**WHAT IS EXPECTED**. State how many lines of the records below contain the string "this". Reply with the number alone.

**ENTRIES SHOWN**.

####

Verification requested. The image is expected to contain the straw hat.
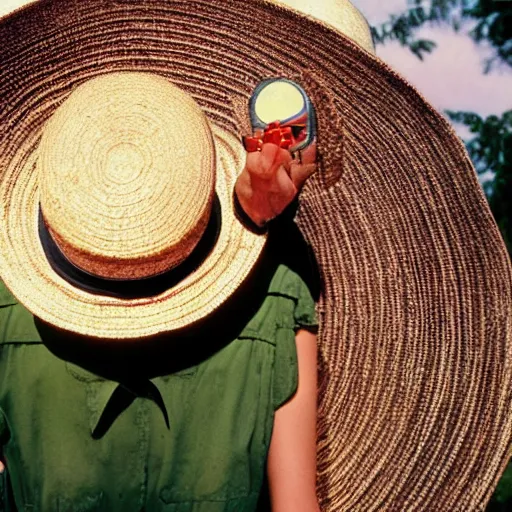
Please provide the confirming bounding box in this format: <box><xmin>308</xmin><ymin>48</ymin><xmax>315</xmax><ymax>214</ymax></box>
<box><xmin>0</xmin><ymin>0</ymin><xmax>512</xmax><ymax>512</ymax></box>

####

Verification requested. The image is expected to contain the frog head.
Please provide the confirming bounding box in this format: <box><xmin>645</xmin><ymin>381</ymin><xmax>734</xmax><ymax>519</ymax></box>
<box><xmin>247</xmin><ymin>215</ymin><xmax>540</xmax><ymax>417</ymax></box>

####

**WORKED SOLUTION**. 2